▸ **REQUIREMENT**
Put every line of the records below into a numbered list, leaving out blank lines and the pictures.

══ SUPPLIED MATERIAL

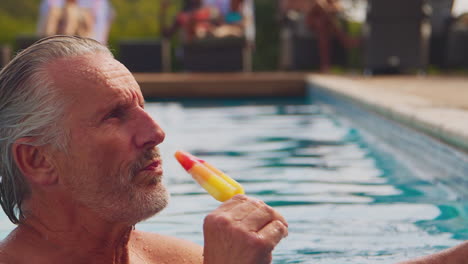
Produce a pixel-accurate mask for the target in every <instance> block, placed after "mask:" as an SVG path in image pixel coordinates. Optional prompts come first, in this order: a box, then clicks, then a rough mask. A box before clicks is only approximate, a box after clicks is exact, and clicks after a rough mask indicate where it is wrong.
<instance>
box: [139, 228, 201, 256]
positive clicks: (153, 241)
mask: <svg viewBox="0 0 468 264" xmlns="http://www.w3.org/2000/svg"><path fill="white" fill-rule="evenodd" d="M132 242H133V243H135V245H138V247H139V248H143V249H147V250H146V252H148V253H149V255H150V256H149V257H150V258H151V259H153V260H154V261H155V263H174V264H179V263H181V264H182V263H194V264H195V263H203V247H202V246H200V245H197V244H195V243H193V242H190V241H187V240H183V239H179V238H175V237H170V236H165V235H160V234H155V233H149V232H142V231H137V230H136V231H134V232H133V234H132Z"/></svg>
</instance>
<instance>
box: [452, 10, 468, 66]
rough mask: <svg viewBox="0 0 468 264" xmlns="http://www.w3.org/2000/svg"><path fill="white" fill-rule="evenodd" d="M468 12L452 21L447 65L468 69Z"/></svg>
mask: <svg viewBox="0 0 468 264" xmlns="http://www.w3.org/2000/svg"><path fill="white" fill-rule="evenodd" d="M467 47H468V13H466V14H463V15H461V16H460V17H458V18H456V19H455V21H454V22H453V23H452V25H451V27H450V30H449V33H448V41H447V66H449V67H454V68H465V69H468V48H467Z"/></svg>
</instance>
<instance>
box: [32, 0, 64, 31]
mask: <svg viewBox="0 0 468 264" xmlns="http://www.w3.org/2000/svg"><path fill="white" fill-rule="evenodd" d="M63 6H64V0H42V2H41V5H40V7H39V21H38V23H37V30H36V32H37V35H39V36H50V35H54V34H56V33H57V27H58V24H59V21H60V17H61V13H62V8H63Z"/></svg>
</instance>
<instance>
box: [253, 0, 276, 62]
mask: <svg viewBox="0 0 468 264" xmlns="http://www.w3.org/2000/svg"><path fill="white" fill-rule="evenodd" d="M275 3H276V1H272V0H255V25H256V49H255V53H254V57H253V63H254V65H253V68H254V71H274V70H276V69H277V68H278V67H277V65H278V60H279V57H278V54H279V30H278V29H279V22H278V19H277V15H276V14H277V6H276V4H275ZM272 29H273V30H272ZM275 29H276V30H275Z"/></svg>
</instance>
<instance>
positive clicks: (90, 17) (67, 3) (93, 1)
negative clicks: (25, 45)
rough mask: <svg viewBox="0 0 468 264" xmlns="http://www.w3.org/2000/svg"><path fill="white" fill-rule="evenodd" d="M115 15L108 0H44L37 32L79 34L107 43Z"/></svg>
mask: <svg viewBox="0 0 468 264" xmlns="http://www.w3.org/2000/svg"><path fill="white" fill-rule="evenodd" d="M114 17H115V11H114V9H113V7H112V5H111V4H110V2H109V1H108V0H70V1H69V0H43V1H42V3H41V6H40V10H39V21H38V27H37V34H38V35H39V36H51V35H56V34H64V35H78V36H83V37H90V38H93V39H95V40H97V41H99V42H101V43H102V44H107V40H108V36H109V31H110V27H111V24H112V21H113V19H114Z"/></svg>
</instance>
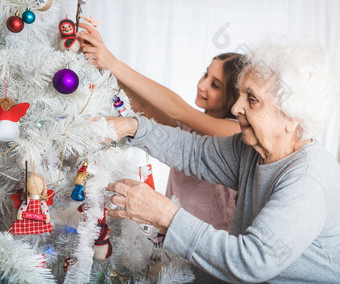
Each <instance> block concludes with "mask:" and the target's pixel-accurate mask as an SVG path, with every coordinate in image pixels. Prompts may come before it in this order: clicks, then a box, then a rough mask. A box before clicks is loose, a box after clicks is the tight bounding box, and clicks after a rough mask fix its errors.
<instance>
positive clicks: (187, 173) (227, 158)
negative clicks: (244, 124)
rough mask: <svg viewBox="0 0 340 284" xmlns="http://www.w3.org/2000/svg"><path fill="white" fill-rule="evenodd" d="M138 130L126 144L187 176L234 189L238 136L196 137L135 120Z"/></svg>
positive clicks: (239, 148)
mask: <svg viewBox="0 0 340 284" xmlns="http://www.w3.org/2000/svg"><path fill="white" fill-rule="evenodd" d="M137 119H138V122H139V127H138V131H137V133H136V135H135V137H134V138H131V137H128V138H127V144H129V145H132V146H136V147H138V148H140V149H142V150H144V151H146V152H148V153H150V154H151V155H152V156H153V157H155V158H157V159H159V160H160V161H161V162H163V163H165V164H167V165H168V166H169V167H171V168H176V169H178V170H180V171H183V172H184V174H186V175H188V176H193V177H196V178H198V179H204V180H208V181H210V182H212V183H217V184H223V185H225V186H228V187H230V188H234V189H237V185H238V177H239V176H238V174H239V163H240V155H241V147H240V143H239V141H240V140H241V137H240V136H239V135H235V136H230V137H223V138H219V137H210V136H199V135H197V134H195V133H188V132H186V131H182V130H180V129H179V128H172V127H169V126H164V125H161V124H157V123H155V122H153V121H150V120H148V119H147V118H145V117H137Z"/></svg>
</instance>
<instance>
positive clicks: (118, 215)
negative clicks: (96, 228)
mask: <svg viewBox="0 0 340 284" xmlns="http://www.w3.org/2000/svg"><path fill="white" fill-rule="evenodd" d="M107 190H109V191H114V192H117V193H119V194H120V195H115V196H112V197H111V202H112V203H114V204H115V205H117V206H118V207H120V208H124V209H116V210H107V214H108V215H109V216H111V217H116V218H129V219H131V220H134V221H136V222H139V223H143V224H151V225H153V226H155V227H156V228H158V229H159V230H160V232H162V233H166V231H167V229H168V227H169V225H170V223H171V221H172V219H173V217H174V216H175V214H176V212H177V211H178V209H179V207H178V206H177V205H175V204H174V203H173V202H172V201H171V200H170V199H168V198H167V197H165V196H164V195H162V194H160V193H158V192H156V191H154V190H153V189H151V187H149V186H148V185H147V184H145V183H142V182H138V181H135V180H130V179H125V180H120V181H117V182H115V183H110V184H109V185H108V187H107Z"/></svg>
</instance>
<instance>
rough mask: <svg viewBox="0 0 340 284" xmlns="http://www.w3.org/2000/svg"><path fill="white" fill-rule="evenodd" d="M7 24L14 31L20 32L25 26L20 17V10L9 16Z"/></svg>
mask: <svg viewBox="0 0 340 284" xmlns="http://www.w3.org/2000/svg"><path fill="white" fill-rule="evenodd" d="M6 25H7V28H8V29H9V30H10V31H11V32H12V33H20V32H21V31H22V30H23V28H24V21H23V20H22V19H21V18H20V17H19V12H16V13H15V16H11V17H9V18H8V20H7V22H6Z"/></svg>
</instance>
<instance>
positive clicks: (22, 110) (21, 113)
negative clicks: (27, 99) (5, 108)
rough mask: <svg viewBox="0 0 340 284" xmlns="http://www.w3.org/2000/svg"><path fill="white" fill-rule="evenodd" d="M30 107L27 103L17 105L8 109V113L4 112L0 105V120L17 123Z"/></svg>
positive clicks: (7, 112)
mask: <svg viewBox="0 0 340 284" xmlns="http://www.w3.org/2000/svg"><path fill="white" fill-rule="evenodd" d="M29 107H30V104H29V103H22V104H17V105H15V106H13V107H12V108H10V109H9V110H8V111H6V110H4V109H3V108H2V106H1V105H0V120H9V121H13V122H18V121H19V120H20V118H22V117H23V116H24V115H25V114H26V111H27V110H28V108H29Z"/></svg>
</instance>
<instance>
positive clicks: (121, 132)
mask: <svg viewBox="0 0 340 284" xmlns="http://www.w3.org/2000/svg"><path fill="white" fill-rule="evenodd" d="M105 119H106V121H107V123H108V125H109V127H113V128H114V130H115V132H116V135H117V139H121V138H123V137H126V136H131V137H134V136H135V134H136V132H137V130H138V121H137V119H135V118H133V117H105ZM109 140H110V138H108V139H107V141H106V142H111V141H109Z"/></svg>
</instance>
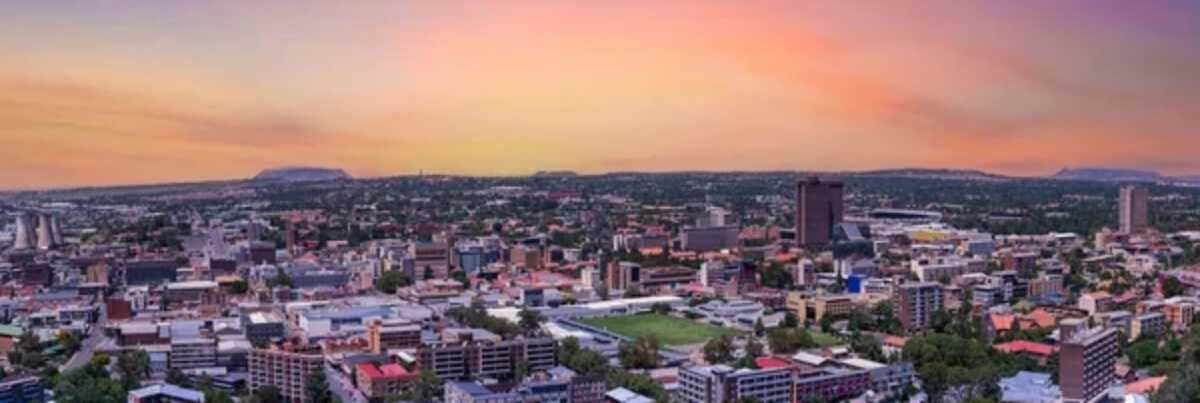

════

▸ **EXERCISE RESPONSE**
1. Produce a pixel-accurate mask for the target in every <instance> block, placed after "mask:" as an SVG path in image pixel coordinates. Optional prompts come first, in this order: a box, then clicks, then a rough mask. A box before clicks is only approximate, a box after clicks is exact, and clicks after a rough mask indicate where it is wrong.
2. <instance>
3. box: [139, 228, 201, 256]
4. positive clicks: (153, 241)
5. mask: <svg viewBox="0 0 468 264" xmlns="http://www.w3.org/2000/svg"><path fill="white" fill-rule="evenodd" d="M132 242H133V243H135V245H138V247H139V248H143V249H147V250H146V252H148V253H149V255H150V256H149V257H150V258H151V259H153V260H154V261H155V263H174V264H179V263H181V264H182V263H194V264H195V263H203V247H202V246H200V245H197V244H195V243H193V242H190V241H187V240H183V239H179V238H175V237H170V236H165V235H160V234H155V233H149V232H142V231H137V230H136V231H134V232H133V234H132Z"/></svg>
6. </instance>
7. <instance>
8. box: [452, 10, 468, 66]
9. rough mask: <svg viewBox="0 0 468 264" xmlns="http://www.w3.org/2000/svg"><path fill="white" fill-rule="evenodd" d="M468 12L452 21L447 65L468 69Z"/></svg>
10. mask: <svg viewBox="0 0 468 264" xmlns="http://www.w3.org/2000/svg"><path fill="white" fill-rule="evenodd" d="M467 47H468V13H466V14H463V15H461V16H460V17H458V18H456V19H455V21H454V22H453V23H452V25H451V27H450V30H449V33H448V41H447V66H449V67H454V68H465V69H468V48H467Z"/></svg>
11. </instance>
12. <instance>
13. box: [32, 0, 64, 31]
14. mask: <svg viewBox="0 0 468 264" xmlns="http://www.w3.org/2000/svg"><path fill="white" fill-rule="evenodd" d="M63 6H64V0H42V2H41V5H40V7H39V21H38V23H37V30H36V32H37V35H39V36H50V35H54V34H56V33H57V27H58V24H59V21H60V17H61V13H62V8H63Z"/></svg>
15. </instance>
16. <instance>
17. box: [253, 0, 276, 62]
18. mask: <svg viewBox="0 0 468 264" xmlns="http://www.w3.org/2000/svg"><path fill="white" fill-rule="evenodd" d="M275 3H276V1H272V0H255V25H256V49H255V53H254V57H253V63H254V65H253V68H254V71H274V70H276V69H277V68H278V67H277V65H278V60H279V57H278V54H279V30H278V29H279V22H278V19H277V15H276V14H277V6H276V4H275ZM272 29H273V30H272ZM275 29H276V30H275Z"/></svg>
19. </instance>
20. <instance>
21. positive clicks: (90, 17) (67, 3) (93, 1)
22. negative clicks: (25, 45)
23. rough mask: <svg viewBox="0 0 468 264" xmlns="http://www.w3.org/2000/svg"><path fill="white" fill-rule="evenodd" d="M115 15L108 0H44L37 32L79 34L107 43Z"/></svg>
24. mask: <svg viewBox="0 0 468 264" xmlns="http://www.w3.org/2000/svg"><path fill="white" fill-rule="evenodd" d="M114 17H115V11H114V9H113V7H112V5H111V4H110V2H109V1H108V0H70V1H69V0H43V1H42V3H41V6H40V10H39V21H38V27H37V34H38V35H39V36H51V35H56V34H64V35H78V36H83V37H90V38H93V39H95V40H97V41H99V42H101V43H102V44H107V40H108V36H109V31H110V27H111V24H112V21H113V19H114Z"/></svg>
25. </instance>
26. Each <instance> block concludes with "mask:" and the target's pixel-accurate mask as an SVG path, with every coordinate in image pixels. Prompts may come before it in this order: clicks, then a box, then a rough mask. A box before clicks is loose, a box after clicks is the tight bounding box, and clicks after a rough mask fix its errors.
27. <instance>
28. positive clicks: (187, 173) (227, 158)
29. negative clicks: (244, 124)
30. rough mask: <svg viewBox="0 0 340 284" xmlns="http://www.w3.org/2000/svg"><path fill="white" fill-rule="evenodd" d="M138 130L126 144L187 176L234 189L238 136L196 137L135 120Z"/></svg>
31. positive clicks: (239, 148)
32. mask: <svg viewBox="0 0 340 284" xmlns="http://www.w3.org/2000/svg"><path fill="white" fill-rule="evenodd" d="M137 119H138V122H139V127H138V131H137V133H136V135H135V137H134V138H131V137H128V138H127V144H129V145H132V146H136V147H138V148H140V149H142V150H144V151H146V152H148V153H150V154H151V155H152V156H153V157H155V158H157V159H159V160H160V161H161V162H163V163H165V164H167V165H168V166H169V167H171V168H176V169H178V170H180V171H183V172H184V174H186V175H188V176H193V177H196V178H198V179H204V180H208V181H210V182H212V183H217V184H223V185H225V186H228V187H230V188H234V189H237V185H238V177H239V176H238V174H239V163H240V155H241V147H240V143H239V141H240V140H241V137H240V136H239V135H235V136H230V137H223V138H219V137H210V136H199V135H197V134H195V133H188V132H186V131H182V130H180V129H179V128H172V127H169V126H164V125H161V124H157V123H155V122H153V121H150V120H148V119H147V118H145V117H137Z"/></svg>
33. </instance>
34. <instance>
35. positive clicks: (118, 215)
36. negative clicks: (96, 228)
37. mask: <svg viewBox="0 0 340 284" xmlns="http://www.w3.org/2000/svg"><path fill="white" fill-rule="evenodd" d="M107 190H109V191H114V192H117V193H119V194H120V195H115V196H112V197H111V202H112V203H114V204H115V205H117V206H118V207H120V208H124V209H116V210H107V214H108V215H109V216H111V217H116V218H129V219H131V220H134V221H136V222H139V223H143V224H151V225H153V226H155V227H156V228H158V229H159V230H160V232H162V233H166V231H167V229H168V227H169V225H170V223H171V221H172V219H173V217H174V216H175V214H176V212H177V211H178V209H179V207H178V206H177V205H175V204H174V203H173V202H172V201H171V200H170V199H168V198H167V197H165V196H164V195H162V194H160V193H158V192H156V191H154V190H153V189H151V187H149V186H148V185H147V184H145V183H142V182H138V181H135V180H130V179H125V180H120V181H117V182H115V183H110V184H109V185H108V187H107Z"/></svg>
38. </instance>
39. <instance>
40. rough mask: <svg viewBox="0 0 340 284" xmlns="http://www.w3.org/2000/svg"><path fill="white" fill-rule="evenodd" d="M7 24L14 31L20 32L25 26L20 17V10L9 16Z"/></svg>
41. mask: <svg viewBox="0 0 340 284" xmlns="http://www.w3.org/2000/svg"><path fill="white" fill-rule="evenodd" d="M6 25H7V28H8V29H9V30H10V31H11V32H12V33H20V32H21V31H22V30H23V28H24V21H23V20H22V19H21V18H20V17H19V12H16V13H15V16H11V17H9V18H8V20H7V22H6Z"/></svg>
42. </instance>
43. <instance>
44. positive clicks: (22, 110) (21, 113)
45. negative clicks: (27, 99) (5, 108)
46. rough mask: <svg viewBox="0 0 340 284" xmlns="http://www.w3.org/2000/svg"><path fill="white" fill-rule="evenodd" d="M30 107L27 103L17 105L8 109V113L4 112L0 105V120L17 123Z"/></svg>
47. positive clicks: (7, 112)
48. mask: <svg viewBox="0 0 340 284" xmlns="http://www.w3.org/2000/svg"><path fill="white" fill-rule="evenodd" d="M29 107H30V104H29V103H22V104H17V105H15V106H13V107H12V108H10V109H9V110H8V111H6V110H4V109H3V108H2V106H1V105H0V120H9V121H13V122H18V121H19V120H20V118H22V117H23V116H24V115H25V114H26V111H27V110H28V108H29Z"/></svg>
49. </instance>
50. <instance>
51. positive clicks: (121, 132)
52. mask: <svg viewBox="0 0 340 284" xmlns="http://www.w3.org/2000/svg"><path fill="white" fill-rule="evenodd" d="M105 119H106V121H107V123H108V125H109V127H113V128H114V130H115V132H116V135H117V139H121V138H123V137H126V136H131V137H134V136H135V134H136V132H137V130H138V121H137V119H135V118H133V117H105ZM109 140H110V138H108V139H107V141H106V142H111V141H109Z"/></svg>
53. </instance>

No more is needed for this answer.